• Problem statement
Please render every line of the material below as a numbered list, omitting any blank lines.

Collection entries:
────────────────────────────────────────
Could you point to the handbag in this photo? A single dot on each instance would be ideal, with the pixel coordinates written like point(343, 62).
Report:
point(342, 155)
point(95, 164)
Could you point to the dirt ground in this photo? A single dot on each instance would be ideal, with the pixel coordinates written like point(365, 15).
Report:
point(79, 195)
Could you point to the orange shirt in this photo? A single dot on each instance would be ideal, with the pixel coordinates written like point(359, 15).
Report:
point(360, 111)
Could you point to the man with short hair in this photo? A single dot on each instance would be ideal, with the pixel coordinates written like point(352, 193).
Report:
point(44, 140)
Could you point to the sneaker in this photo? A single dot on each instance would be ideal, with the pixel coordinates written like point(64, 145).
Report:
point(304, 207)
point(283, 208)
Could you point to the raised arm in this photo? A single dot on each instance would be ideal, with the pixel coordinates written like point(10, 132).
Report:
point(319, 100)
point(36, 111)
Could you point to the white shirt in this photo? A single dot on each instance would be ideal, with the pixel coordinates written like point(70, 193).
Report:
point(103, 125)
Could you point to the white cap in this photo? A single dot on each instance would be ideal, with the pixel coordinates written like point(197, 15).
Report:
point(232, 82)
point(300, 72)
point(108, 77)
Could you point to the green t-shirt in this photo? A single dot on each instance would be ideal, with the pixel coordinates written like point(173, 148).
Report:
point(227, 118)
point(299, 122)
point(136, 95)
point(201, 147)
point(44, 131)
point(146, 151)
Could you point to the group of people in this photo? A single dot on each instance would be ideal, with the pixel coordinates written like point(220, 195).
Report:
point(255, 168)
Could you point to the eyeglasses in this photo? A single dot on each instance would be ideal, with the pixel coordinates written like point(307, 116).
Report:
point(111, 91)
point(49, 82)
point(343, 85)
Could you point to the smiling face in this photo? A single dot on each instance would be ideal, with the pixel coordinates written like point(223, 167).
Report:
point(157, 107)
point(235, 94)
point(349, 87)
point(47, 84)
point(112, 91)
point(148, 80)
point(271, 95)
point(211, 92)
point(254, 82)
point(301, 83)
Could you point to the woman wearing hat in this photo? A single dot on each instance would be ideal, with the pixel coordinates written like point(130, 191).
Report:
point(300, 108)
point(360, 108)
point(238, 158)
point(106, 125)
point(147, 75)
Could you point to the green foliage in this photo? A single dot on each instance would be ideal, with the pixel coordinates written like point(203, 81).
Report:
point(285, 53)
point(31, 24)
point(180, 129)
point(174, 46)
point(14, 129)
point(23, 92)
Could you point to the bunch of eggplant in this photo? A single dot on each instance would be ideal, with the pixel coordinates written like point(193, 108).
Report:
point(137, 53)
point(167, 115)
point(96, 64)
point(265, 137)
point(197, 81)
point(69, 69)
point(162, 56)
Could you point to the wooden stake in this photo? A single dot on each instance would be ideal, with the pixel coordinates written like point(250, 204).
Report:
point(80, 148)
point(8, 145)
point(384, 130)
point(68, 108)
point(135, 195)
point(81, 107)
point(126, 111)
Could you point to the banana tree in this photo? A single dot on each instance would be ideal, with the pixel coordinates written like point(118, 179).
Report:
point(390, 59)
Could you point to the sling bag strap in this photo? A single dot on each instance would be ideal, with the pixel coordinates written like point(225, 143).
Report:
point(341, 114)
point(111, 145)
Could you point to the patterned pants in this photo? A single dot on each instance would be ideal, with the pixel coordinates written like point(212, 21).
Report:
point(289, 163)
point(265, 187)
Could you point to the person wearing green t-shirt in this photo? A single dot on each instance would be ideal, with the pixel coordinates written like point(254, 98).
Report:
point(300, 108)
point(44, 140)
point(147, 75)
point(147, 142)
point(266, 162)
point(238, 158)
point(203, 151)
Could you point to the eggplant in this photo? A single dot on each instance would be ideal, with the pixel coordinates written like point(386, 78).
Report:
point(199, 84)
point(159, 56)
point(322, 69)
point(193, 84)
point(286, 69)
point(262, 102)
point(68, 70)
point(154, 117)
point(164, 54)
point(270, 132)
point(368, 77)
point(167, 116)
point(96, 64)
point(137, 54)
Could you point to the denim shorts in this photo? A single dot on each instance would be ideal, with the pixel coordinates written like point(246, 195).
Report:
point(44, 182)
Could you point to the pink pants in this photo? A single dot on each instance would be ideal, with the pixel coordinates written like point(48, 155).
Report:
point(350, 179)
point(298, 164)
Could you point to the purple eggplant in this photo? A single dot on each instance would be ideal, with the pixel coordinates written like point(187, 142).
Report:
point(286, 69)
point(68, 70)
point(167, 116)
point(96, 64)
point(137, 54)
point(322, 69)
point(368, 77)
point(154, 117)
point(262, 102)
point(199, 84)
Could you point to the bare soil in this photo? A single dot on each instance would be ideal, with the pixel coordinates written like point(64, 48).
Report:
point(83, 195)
────────────────────────────────────────
• Expected answer
1. Could you point to the handbag in this photo? A single dot on each instance would be ideal, with the pixel coordinates written like point(343, 62).
2. Report:
3. point(342, 155)
4. point(95, 164)
5. Could you point to the dirt ground in this photo? A single dot on each instance would be ideal, with the pixel coordinates written like point(365, 15).
6. Report:
7. point(79, 195)
8. Could you point to the orange shirt in this photo? A single dot on each instance would be ideal, with the pixel coordinates written like point(359, 15).
9. Report:
10. point(360, 111)
11. Could you point to the man with short hair in this photo? A single dot on each instance would be ideal, with the pixel coordinates written like point(352, 193).
12. Report:
13. point(44, 140)
14. Could you point to the sneaker in this photo? A single dot on each instance would be ideal, with the pixel coordinates written like point(64, 145).
15. Report:
16. point(304, 207)
17. point(283, 208)
18. Could you point to the raised arm in this photo? A single dot on each instance would be ideal, with the pixel coordinates written like point(10, 132).
19. Report:
20. point(319, 100)
21. point(36, 111)
22. Could you point to the white shirt in this photo? A single dot on each instance would be ideal, with the pixel coordinates written like point(70, 193).
23. Report:
24. point(103, 125)
25. Could you point to the white cap in this photo? A single dot on each instance would be ideal, with the pixel coordinates written like point(197, 15).
26. Report:
27. point(232, 82)
28. point(300, 72)
29. point(108, 77)
30. Could you point to the green t-shirt in this photo? A single dot on each instance would be ideal, with the pixel coordinates written like point(173, 148).
31. Report:
32. point(227, 118)
33. point(299, 122)
34. point(136, 95)
35. point(201, 147)
36. point(44, 131)
37. point(146, 151)
38. Could you point to the group of people in this photo? A single dot on each instance would be ideal, with the pixel coordinates written like point(220, 195).
39. Report:
40. point(255, 168)
41. Could you point to the eyeglasses in this photo? A single dot on each instance would be ideal, with the pixel coordinates written like point(307, 116).
42. Report:
43. point(111, 91)
44. point(49, 82)
45. point(343, 85)
46. Could you point to the smiling face in this photo? A single dot on each instance would be ideal, with the pixel coordinates written like point(223, 167).
47. Report:
48. point(157, 107)
49. point(235, 94)
50. point(349, 87)
51. point(47, 84)
52. point(112, 91)
53. point(148, 80)
54. point(271, 95)
55. point(211, 92)
56. point(254, 82)
57. point(301, 83)
58. Could you point to the woman wearing hat in this photo? A single dot on each instance would be ideal, with the pixel coordinates written like point(130, 191).
59. Report:
60. point(300, 108)
61. point(360, 108)
62. point(238, 158)
63. point(106, 125)
64. point(147, 75)
65. Could you point to the green foliage in this photo? A single dot on each instance would be ideal, with the pixel coordinates written like point(203, 81).
66. Report:
67. point(285, 53)
68. point(31, 24)
69. point(180, 129)
70. point(174, 46)
71. point(14, 129)
72. point(23, 92)
73. Could you point to the bunch of eggplant in this photo? A single dot on each instance would be ideal, with the pixel coordinates written like point(193, 108).
74. Report:
75. point(137, 53)
76. point(167, 115)
77. point(96, 64)
78. point(265, 137)
79. point(197, 81)
80. point(69, 69)
81. point(162, 56)
82. Could you point to the wooden stake in this photo? A single dot on each instance would be ideal, with the pixel coordinates written like point(250, 204).
83. Report:
84. point(80, 148)
85. point(8, 145)
86. point(384, 130)
87. point(68, 108)
88. point(135, 195)
89. point(81, 107)
90. point(126, 111)
91. Could you point to the banana tree in this photo? A single dot on each instance would be ideal, with the pixel coordinates written like point(118, 179).
92. Report:
93. point(390, 59)
94. Could you point to the sling bag strap in this photo? A single dot on each instance would be ideal, with the pixel coordinates written like point(225, 143).
95. Report:
96. point(341, 114)
97. point(111, 145)
98. Could you point to the patterned pants in this photo? A single dot on each instance would be ideal, with the pixel coordinates written like point(212, 21).
99. Report:
100. point(289, 163)
101. point(265, 187)
102. Could you point to the person wearing green t-shirt in this photo? A single dot on each instance would be ideal, with the pixel coordinates written like point(254, 98).
103. Report:
104. point(300, 108)
105. point(44, 140)
106. point(147, 75)
107. point(147, 142)
108. point(266, 162)
109. point(238, 158)
110. point(203, 151)
111. Could you point to the eggplant in this photo? A single dot on each instance would be ideal, with the pixel coordinates written like point(386, 78).
112. Report:
113. point(199, 84)
114. point(159, 56)
115. point(322, 69)
116. point(193, 84)
117. point(286, 69)
118. point(262, 102)
119. point(68, 70)
120. point(154, 117)
121. point(164, 54)
122. point(270, 132)
123. point(368, 77)
124. point(167, 116)
125. point(96, 64)
126. point(137, 54)
127. Could you point to the denim shorts in this photo? A single dot on each instance would be ideal, with the pixel coordinates written like point(246, 195).
128. Report:
129. point(44, 182)
130. Could you point to the pink pants in this photo? A single dot on each instance would be ideal, with the pixel coordinates written like point(48, 155).
131. Report:
132. point(350, 179)
133. point(298, 164)
134. Could you point to the purple eggplant in this photo? A single dot on each instance would be ideal, with the pixel coordinates written like point(187, 142).
135. Report:
136. point(286, 69)
137. point(68, 70)
138. point(167, 116)
139. point(96, 64)
140. point(137, 54)
141. point(322, 69)
142. point(368, 77)
143. point(154, 117)
144. point(262, 102)
145. point(199, 84)
146. Could you point to the bare soil in this photo? A single dot on each instance would be ideal, with the pixel coordinates written like point(64, 48).
147. Report:
148. point(83, 195)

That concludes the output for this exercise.